◆ **WORK TASK**: Copy the figure captions on ergosterol and FPKc verbatim, from "The HPLC chromatograms" up to and including "wound healing assay.".

◆ **TEXT FOR ANALYSIS**:
******
Figure 1.
Chemical structure of ergosterol.
Figure 2.
The HPLC chromatograms of FPKc (A), standard ergosterol (B).
FPKc and ES standard were identified by HPLC-PDA at 254 nm as described in the experimental section.
Figure 3.
SW-480, SW-620, Caco-2 and HEK-293 cells viability after FPKc (A, B, C, D) and ES (E) treatment was measured by MTT assay. Each value was expressed as a mean ± S. D. of at least three independent determinations. One-way ANOVA was used for comparisons of multiple group means followed by Dunnett’s t-test. *P<0.05 and **P<0.01 versus the control. (error bars = S. D., n = 3).
Figure 4.
Effects of FPKc and ES on the migration of SW-480 cells in vitro. Figure 4A, Detection of cell migration ability after different treatments using wound healing assay.
******
[Extracted data entries]
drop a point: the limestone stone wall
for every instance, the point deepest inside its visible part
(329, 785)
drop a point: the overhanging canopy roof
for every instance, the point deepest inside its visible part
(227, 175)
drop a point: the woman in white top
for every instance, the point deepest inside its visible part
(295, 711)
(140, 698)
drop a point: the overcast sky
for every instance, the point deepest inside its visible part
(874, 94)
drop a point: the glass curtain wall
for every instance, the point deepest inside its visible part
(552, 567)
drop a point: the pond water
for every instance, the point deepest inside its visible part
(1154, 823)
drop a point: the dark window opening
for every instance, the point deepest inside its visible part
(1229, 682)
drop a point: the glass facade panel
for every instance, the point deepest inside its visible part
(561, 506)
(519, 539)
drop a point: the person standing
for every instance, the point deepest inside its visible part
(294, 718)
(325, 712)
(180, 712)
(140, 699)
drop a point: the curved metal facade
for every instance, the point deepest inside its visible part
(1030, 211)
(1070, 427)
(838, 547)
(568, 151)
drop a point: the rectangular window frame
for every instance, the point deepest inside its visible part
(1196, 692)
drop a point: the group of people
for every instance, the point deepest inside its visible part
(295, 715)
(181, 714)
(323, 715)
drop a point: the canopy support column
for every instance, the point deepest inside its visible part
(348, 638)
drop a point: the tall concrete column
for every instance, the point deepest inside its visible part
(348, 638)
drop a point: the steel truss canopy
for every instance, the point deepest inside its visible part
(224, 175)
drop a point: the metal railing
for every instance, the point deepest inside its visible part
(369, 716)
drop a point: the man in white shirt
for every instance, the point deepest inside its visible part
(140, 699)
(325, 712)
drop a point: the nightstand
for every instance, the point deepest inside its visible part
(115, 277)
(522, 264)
******
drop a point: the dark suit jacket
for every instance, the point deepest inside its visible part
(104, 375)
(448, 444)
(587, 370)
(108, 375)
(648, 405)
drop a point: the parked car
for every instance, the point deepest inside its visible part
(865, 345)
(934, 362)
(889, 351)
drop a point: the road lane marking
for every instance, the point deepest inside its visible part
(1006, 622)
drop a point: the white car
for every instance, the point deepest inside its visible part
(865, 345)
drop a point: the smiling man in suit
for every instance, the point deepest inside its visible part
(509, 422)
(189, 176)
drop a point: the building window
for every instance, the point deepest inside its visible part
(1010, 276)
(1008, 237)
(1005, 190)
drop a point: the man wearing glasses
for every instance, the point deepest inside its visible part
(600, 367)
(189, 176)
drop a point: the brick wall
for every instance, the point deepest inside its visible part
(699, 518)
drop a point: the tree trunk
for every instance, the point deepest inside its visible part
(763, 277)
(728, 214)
******
◆ **EXERCISE RESPONSE**:
The HPLC chromatograms of FPKc (A), standard ergosterol (B).
FPKc and ES standard were identified by HPLC-PDA at 254 nm as described in the experimental section.
Figure 3.
SW-480, SW-620, Caco-2 and HEK-293 cells viability after FPKc (A, B, C, D) and ES (E) treatment was measured by MTT assay. Each value was expressed as a mean ± S. D. of at least three independent determinations. One-way ANOVA was used for comparisons of multiple group means followed by Dunnett’s t-test. *P<0.05 and **P<0.01 versus the control. (error bars = S. D., n = 3).
Figure 4.
Effects of FPKc and ES on the migration of SW-480 cells in vitro. Figure 4A, Detection of cell migration ability after different treatments using wound healing assay.